Work to be completed: Exactly as written, transcribe each record below.

Listed records:
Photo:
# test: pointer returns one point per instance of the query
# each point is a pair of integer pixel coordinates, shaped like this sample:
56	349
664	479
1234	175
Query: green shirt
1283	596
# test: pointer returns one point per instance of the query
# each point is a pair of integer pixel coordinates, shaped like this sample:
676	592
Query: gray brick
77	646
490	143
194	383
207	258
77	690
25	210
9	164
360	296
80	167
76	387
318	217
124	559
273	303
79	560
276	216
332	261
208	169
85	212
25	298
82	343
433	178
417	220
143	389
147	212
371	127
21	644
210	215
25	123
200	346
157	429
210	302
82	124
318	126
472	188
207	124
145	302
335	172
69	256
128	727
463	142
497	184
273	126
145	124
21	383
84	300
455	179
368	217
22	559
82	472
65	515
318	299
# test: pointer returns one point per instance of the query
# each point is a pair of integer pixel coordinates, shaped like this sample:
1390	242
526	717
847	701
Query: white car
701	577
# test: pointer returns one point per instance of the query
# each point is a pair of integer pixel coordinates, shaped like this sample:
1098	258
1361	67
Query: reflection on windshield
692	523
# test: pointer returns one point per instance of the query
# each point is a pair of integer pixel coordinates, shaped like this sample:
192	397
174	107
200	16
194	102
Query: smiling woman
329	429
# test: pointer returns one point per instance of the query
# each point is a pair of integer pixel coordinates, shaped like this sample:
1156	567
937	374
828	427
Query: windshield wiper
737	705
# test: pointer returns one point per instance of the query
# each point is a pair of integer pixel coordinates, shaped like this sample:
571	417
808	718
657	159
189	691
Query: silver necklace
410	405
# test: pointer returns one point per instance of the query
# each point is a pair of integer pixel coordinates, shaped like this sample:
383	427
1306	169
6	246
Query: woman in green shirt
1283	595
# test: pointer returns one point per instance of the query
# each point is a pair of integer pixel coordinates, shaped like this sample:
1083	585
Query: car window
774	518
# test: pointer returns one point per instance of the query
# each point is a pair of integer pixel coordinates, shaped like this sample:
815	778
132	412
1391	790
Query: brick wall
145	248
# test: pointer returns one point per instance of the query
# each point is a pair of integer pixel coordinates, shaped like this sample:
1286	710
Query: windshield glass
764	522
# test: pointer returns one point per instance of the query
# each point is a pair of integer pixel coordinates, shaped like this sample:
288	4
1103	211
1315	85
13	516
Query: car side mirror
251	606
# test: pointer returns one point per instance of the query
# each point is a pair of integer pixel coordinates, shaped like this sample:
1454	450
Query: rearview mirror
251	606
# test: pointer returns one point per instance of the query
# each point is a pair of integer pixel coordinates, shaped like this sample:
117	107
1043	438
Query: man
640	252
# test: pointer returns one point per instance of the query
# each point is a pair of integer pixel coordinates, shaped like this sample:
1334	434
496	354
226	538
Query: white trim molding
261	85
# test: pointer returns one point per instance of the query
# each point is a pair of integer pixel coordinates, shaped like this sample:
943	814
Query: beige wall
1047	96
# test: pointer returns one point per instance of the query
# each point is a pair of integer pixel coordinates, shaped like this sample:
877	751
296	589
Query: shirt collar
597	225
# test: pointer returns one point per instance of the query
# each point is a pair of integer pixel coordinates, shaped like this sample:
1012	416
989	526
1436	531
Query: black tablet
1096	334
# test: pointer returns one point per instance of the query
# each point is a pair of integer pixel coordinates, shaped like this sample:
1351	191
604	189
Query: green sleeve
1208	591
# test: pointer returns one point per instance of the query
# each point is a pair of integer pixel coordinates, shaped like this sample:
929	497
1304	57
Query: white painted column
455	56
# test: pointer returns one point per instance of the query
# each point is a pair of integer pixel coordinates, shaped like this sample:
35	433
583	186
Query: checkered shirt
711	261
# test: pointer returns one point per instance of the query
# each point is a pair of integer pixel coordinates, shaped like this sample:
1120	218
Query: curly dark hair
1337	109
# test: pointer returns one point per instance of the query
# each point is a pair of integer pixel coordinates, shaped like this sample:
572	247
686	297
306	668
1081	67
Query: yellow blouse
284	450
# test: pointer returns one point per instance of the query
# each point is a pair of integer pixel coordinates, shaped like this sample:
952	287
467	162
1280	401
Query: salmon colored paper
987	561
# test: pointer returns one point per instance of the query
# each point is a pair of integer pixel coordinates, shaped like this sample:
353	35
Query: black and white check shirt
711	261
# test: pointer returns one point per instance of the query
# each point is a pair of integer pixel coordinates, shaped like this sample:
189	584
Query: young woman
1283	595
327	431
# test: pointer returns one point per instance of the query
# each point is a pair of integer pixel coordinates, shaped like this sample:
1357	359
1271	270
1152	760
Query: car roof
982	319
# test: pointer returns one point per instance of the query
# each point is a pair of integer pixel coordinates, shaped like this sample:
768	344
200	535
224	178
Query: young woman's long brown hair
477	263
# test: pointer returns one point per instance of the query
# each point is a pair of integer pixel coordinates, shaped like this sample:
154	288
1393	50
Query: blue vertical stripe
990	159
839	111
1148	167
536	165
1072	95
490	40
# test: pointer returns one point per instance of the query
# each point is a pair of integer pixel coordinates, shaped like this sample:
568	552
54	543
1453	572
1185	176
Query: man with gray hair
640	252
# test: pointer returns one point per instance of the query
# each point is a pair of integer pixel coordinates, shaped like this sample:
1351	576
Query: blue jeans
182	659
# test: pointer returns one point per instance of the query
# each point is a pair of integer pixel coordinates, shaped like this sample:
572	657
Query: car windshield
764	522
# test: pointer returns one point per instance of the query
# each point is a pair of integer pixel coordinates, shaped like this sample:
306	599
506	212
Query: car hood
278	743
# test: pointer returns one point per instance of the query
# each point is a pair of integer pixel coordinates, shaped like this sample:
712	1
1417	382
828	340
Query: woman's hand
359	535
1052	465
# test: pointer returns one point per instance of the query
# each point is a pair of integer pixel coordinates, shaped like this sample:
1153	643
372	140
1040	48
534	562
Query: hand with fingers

Written response:
Photo:
# test: pointer returns one point per instance of the query
# each point is a pair of integer pixel coordinates, shaped like this sample:
56	349
664	479
1234	175
Query: green shirt
1283	596
# test: pointer returns one point per instance of the query
# each point is a pair of integer pixel coordinates, shaped like this sample:
676	592
Query: gray brick
77	646
490	143
194	383
207	258
77	690
25	210
9	164
360	296
80	167
76	387
318	217
124	559
273	303
79	560
276	216
332	261
208	169
85	212
25	298
82	343
433	178
417	220
143	389
147	212
371	127
21	644
210	215
25	123
200	346
157	429
210	302
82	124
318	126
472	188
207	124
145	302
335	172
69	256
128	727
463	142
497	184
273	126
145	124
21	383
84	300
455	179
368	217
22	559
82	472
65	515
318	299
# test: pointer returns one point per instance of the query
# each point is a pair of integer pixel coordinates, shaped like this sample:
1390	242
526	717
847	701
Query: white car
701	577
# test: pointer returns one point per instance of the query
# each point is a pair of integer pixel coordinates, shaped like this sample:
1098	258
1361	67
Query: reflection on windshield
692	523
# test: pointer returns one point per instance of the query
# each point is a pair of integer pixel coordinates, shaped like this sample:
192	397
174	107
200	16
194	102
Query: smiling woman
329	429
# test: pointer returns one point per instance of the query
# each point is a pair of integer pixel coordinates, shaped like this sample:
1156	567
937	374
828	427
Query: windshield wiper
737	705
# test: pointer returns one point per instance of the query
# each point is a pair of integer pixel coordinates, shaped like this sample:
571	417
808	718
657	159
189	691
Query: silver necklace
410	405
# test: pointer returns one point per instance of the query
# each point is a pair of integer pixel coordinates, shaped like this sample:
383	427
1306	169
6	246
Query: woman in green shirt
1283	595
# test: pointer returns one point per instance of the query
# each point is a pair of integer pixel coordinates, shaped like this sample:
1083	585
Query: car window
774	518
# test: pointer returns one point per instance of the query
# each point is a pair of integer pixel coordinates, shaped like this sample:
815	778
132	412
1391	790
Query: brick wall
145	248
# test: pointer returns one point per instance of the query
# each point is a pair of integer pixel coordinates, shaped like this sample:
1286	710
Query: windshield glass
764	522
# test: pointer returns one point per instance of the query
# each point is a pair of integer pixel coordinates, shaped like this sample:
288	4
1103	211
1315	85
13	516
Query: car side mirror
251	606
# test: pointer returns one point per instance of the query
# each point is a pair of integer pixel coordinates, shaped like this sample:
1454	450
Query: rearview mirror
251	606
# test: pointer returns one point per instance of the query
# each point is a pair of integer pixel coordinates, shaped like this sample:
117	107
1043	438
Query: man
640	252
# test: pointer returns one point per instance of the query
# each point is a pair of integer pixel coordinates, shaped like this sample:
1334	434
496	354
226	538
Query: white trim molding
261	85
# test: pointer returns one point per instance of the query
# each point is a pair of integer pixel coordinates, shaped like this sample:
943	814
Query: beige wall
1047	96
# test: pointer returns one point per instance of the query
# each point is a pair of integer pixel coordinates, shaped like this sample:
877	751
296	589
Query: shirt collar
597	225
# test: pointer returns one point per instance of the query
# each point is a pair of integer pixel coordinates, shaped like this sample:
1012	416
989	526
1436	531
Query: black tablet
1096	334
# test: pointer returns one point per instance of the query
# each point is a pair of integer pixel coordinates, shaped like this sample:
1351	191
604	189
Query: green sleeve
1208	591
# test: pointer returns one point per instance of the query
# each point is a pair of integer pixel coordinates, shaped like this sample:
929	497
1304	57
Query: white painted column
455	56
# test: pointer returns one point per instance of the query
# each point is a pair of integer pixel coordinates, shaped like this sample:
35	433
583	186
Query: checkered shirt
711	261
# test: pointer returns one point per instance of the query
# each point is a pair of integer pixel coordinates, shaped like this sample:
1120	218
Query: curly dark hair
1337	109
# test: pointer returns one point per instance of the query
# each point is a pair of integer pixel coordinates, shaped like this sample:
572	247
686	297
306	668
1081	67
Query: yellow blouse
284	450
# test: pointer returns one point per instance of the query
# each point is a pair of integer pixel coordinates, shaped like this sample:
952	287
467	162
1280	401
Query: salmon colored paper
987	561
# test: pointer returns one point per instance of the query
# each point is a pair of integer pixel coordinates, shaped like this sample:
353	35
Query: black and white check shirt
711	261
# test: pointer returns one point per instance of the query
# each point is a pair of integer pixel coordinates, shaped like this sample:
189	584
Query: young woman
1283	595
327	431
# test: pointer returns one point per instance of the query
# each point is a pair of integer pixel coordinates, shaped like this sample:
1357	359
1271	270
1152	760
Query: car roof
982	319
# test: pointer returns one point per instance of the query
# each point is a pair of integer pixel coordinates, shaped like this sample:
768	344
200	535
224	178
Query: young woman's long brown hair
477	263
# test: pointer returns one point per instance of the query
# each point is a pair of integer pixel coordinates, shaped like this sample:
154	288
1393	50
Query: blue vertical stripe
990	159
839	111
1148	167
536	165
1072	95
490	40
# test: pointer returns one point per instance of the query
# each point is a pair of integer pixel coordinates, shaped like this sample:
568	552
54	543
1453	572
1185	176
Query: man with gray hair
640	252
# test: pointer returns one point per instance of the query
# each point is a pair of integer pixel coordinates, shaped like this sample:
1351	576
Query: blue jeans
182	659
# test: pointer returns one point per instance of the query
# each point is a pair of integer pixel coordinates, shaped like this sample:
572	657
Query: car windshield
764	522
# test: pointer returns one point per instance of the query
# each point is a pair of integer pixel coordinates, shaped like this sample:
306	599
506	212
Query: car hood
278	743
# test: pointer returns one point per instance of the query
# each point is a pair of integer pixel coordinates, shaped like this sample:
712	1
1417	382
828	340
Query: woman's hand
359	535
1052	465
# test: pointer returns one point per instance of the query
# each point is a pair of integer pixel coordinates, shaped like this sample:
1153	643
372	140
1040	48
534	562
Query: hand with fingers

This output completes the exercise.